Some records:
##########

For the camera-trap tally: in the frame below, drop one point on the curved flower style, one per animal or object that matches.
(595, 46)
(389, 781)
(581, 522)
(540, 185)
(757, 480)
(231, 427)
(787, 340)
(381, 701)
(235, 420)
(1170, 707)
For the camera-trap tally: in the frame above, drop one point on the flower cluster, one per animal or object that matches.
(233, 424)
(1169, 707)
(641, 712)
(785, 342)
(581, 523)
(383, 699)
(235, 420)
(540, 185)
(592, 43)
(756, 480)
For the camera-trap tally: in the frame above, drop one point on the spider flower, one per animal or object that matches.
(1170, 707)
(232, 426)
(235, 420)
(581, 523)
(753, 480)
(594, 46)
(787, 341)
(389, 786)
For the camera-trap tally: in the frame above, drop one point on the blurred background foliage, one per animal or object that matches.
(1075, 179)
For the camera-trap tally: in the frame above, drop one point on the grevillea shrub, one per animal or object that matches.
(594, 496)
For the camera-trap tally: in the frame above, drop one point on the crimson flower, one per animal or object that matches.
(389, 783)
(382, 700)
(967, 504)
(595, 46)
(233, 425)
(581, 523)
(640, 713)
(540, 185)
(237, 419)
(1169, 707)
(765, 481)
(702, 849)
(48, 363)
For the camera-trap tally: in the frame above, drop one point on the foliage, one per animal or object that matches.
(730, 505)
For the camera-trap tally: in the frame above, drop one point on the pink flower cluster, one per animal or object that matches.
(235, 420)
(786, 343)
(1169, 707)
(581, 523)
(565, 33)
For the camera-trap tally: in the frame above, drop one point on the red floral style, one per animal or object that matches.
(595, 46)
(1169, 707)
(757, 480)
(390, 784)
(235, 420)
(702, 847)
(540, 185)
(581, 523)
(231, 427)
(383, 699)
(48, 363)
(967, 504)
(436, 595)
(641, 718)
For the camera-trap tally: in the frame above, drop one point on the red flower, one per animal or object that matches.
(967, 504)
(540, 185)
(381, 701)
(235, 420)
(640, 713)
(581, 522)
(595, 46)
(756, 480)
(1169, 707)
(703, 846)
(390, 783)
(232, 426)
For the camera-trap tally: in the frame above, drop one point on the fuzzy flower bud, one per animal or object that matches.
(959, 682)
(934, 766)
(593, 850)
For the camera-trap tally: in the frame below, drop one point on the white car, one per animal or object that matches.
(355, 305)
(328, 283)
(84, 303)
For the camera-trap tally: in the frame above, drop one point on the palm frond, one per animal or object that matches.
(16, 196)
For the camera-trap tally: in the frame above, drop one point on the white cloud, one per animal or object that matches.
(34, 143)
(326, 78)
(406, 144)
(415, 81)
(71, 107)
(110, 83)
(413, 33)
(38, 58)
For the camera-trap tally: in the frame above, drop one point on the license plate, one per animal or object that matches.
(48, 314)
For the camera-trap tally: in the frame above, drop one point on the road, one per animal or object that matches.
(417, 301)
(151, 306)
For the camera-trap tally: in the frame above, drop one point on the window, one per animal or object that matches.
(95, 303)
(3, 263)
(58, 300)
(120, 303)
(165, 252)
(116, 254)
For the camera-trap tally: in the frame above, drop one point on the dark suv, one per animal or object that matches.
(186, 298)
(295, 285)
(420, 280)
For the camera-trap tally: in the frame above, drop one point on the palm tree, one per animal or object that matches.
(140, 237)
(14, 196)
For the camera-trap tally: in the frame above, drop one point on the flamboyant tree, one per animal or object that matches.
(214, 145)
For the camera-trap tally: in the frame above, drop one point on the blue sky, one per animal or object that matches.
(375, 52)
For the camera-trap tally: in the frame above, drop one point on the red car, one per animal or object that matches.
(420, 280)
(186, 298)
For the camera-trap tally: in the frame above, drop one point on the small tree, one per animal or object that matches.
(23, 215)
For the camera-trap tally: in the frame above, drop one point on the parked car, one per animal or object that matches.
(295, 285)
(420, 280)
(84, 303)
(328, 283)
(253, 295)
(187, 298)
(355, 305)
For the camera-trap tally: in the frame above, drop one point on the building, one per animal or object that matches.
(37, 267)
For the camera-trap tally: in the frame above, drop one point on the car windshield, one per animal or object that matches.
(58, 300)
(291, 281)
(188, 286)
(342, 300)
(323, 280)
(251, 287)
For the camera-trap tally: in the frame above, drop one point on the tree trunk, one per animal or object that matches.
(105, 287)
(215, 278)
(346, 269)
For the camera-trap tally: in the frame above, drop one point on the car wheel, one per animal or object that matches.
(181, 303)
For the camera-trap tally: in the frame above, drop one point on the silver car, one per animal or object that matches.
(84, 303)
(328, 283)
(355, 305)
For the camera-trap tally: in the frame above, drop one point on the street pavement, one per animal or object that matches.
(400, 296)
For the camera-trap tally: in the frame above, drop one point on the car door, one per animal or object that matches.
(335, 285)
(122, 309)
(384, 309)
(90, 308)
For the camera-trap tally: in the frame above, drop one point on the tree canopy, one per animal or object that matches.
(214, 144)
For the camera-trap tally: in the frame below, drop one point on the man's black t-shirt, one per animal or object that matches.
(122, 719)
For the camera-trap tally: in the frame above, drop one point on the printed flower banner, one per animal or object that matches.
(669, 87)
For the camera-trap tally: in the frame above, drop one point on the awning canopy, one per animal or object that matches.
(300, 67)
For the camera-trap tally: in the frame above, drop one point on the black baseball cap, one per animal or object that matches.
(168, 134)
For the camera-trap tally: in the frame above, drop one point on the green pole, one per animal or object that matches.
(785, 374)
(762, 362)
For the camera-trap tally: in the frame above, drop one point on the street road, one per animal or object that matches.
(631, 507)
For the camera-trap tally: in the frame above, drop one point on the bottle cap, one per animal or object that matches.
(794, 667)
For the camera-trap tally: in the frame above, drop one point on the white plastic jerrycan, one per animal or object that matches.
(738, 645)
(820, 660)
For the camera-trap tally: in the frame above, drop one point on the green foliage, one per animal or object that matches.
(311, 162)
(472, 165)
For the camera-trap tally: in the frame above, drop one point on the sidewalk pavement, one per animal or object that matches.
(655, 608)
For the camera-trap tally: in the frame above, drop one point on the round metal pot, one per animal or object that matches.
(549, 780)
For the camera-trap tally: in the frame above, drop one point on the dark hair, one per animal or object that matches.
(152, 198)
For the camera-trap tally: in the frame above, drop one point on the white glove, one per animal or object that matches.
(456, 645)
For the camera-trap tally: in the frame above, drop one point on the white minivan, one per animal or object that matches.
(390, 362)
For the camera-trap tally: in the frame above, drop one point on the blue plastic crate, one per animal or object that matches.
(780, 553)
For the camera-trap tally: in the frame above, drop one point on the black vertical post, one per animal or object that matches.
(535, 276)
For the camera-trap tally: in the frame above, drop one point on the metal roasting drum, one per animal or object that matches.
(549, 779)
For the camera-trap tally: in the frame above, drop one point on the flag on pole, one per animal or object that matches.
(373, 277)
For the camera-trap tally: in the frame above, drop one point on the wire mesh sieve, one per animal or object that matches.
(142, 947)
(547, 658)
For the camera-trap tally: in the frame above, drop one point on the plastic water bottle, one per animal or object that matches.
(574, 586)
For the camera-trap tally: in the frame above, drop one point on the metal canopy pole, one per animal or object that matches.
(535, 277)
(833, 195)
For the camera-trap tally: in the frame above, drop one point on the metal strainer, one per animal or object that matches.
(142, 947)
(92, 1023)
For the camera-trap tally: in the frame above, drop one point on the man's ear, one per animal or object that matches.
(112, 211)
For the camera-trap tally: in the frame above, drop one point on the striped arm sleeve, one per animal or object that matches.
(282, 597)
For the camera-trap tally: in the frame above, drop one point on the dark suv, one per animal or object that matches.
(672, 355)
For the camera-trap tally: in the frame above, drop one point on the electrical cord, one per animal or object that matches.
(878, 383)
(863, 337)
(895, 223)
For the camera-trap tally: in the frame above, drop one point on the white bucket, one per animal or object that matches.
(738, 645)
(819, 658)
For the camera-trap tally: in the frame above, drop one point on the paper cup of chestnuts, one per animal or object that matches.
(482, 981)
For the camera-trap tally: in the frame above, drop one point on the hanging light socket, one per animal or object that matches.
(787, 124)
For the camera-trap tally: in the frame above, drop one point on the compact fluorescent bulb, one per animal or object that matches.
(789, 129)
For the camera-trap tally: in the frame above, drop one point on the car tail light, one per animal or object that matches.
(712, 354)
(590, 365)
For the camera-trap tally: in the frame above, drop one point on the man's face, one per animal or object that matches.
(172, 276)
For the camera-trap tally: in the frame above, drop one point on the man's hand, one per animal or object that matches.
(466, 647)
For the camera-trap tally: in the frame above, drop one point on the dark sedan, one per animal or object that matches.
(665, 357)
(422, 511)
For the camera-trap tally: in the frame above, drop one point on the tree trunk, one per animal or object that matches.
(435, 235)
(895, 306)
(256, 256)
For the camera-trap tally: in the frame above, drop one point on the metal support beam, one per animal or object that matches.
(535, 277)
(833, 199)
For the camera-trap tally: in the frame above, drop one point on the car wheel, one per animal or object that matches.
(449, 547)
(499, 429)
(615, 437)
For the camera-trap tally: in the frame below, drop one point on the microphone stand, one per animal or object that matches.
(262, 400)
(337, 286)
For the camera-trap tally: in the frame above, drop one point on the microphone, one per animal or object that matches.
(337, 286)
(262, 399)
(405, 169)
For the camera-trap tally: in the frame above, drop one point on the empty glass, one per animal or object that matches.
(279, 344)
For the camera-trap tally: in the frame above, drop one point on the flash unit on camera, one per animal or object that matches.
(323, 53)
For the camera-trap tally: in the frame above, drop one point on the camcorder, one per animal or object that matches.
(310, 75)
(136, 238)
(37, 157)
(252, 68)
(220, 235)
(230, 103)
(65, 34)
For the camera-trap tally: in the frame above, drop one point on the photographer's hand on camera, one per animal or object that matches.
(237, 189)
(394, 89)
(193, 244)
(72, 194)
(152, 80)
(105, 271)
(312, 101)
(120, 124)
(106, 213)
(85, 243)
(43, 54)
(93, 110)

##########

WHAT YOU HAVE TO DO => Quote the lines of the listing above that run from the line with "beam, one per animal or object that matches." through its last line, both included, and nothing else.

THE REPLY =>
For the camera-trap tally: in the frame above, drop one point on the metal support beam, one per animal or object that matches.
(535, 277)
(833, 199)
For the camera-trap tally: in the frame above, drop one point on the car wheel, one per animal or object that matches.
(449, 547)
(499, 429)
(615, 437)
For the camera-trap tally: in the frame below, drop one point on the microphone stand, one per animal or object that matches.
(262, 400)
(337, 286)
For the camera-trap tally: in the frame above, drop one point on the microphone, one per animal or object that matches.
(337, 286)
(262, 399)
(405, 169)
For the camera-trap tally: in the frame above, drop one point on the empty glass, one per animal or object that matches.
(279, 344)
For the camera-trap tally: in the frame above, drop one point on the flash unit on camera, one per animal or object that matches.
(323, 53)
For the camera-trap tally: in the frame above, drop one point on the camcorder, one per animal or object that matches.
(310, 75)
(136, 238)
(37, 157)
(252, 68)
(220, 235)
(230, 103)
(65, 34)
For the camera-trap tally: in the frame above, drop one point on the photographer's hand on camera, one per animal or object that matches.
(237, 189)
(394, 89)
(193, 244)
(72, 194)
(152, 80)
(105, 271)
(312, 101)
(120, 124)
(106, 213)
(85, 243)
(43, 54)
(93, 110)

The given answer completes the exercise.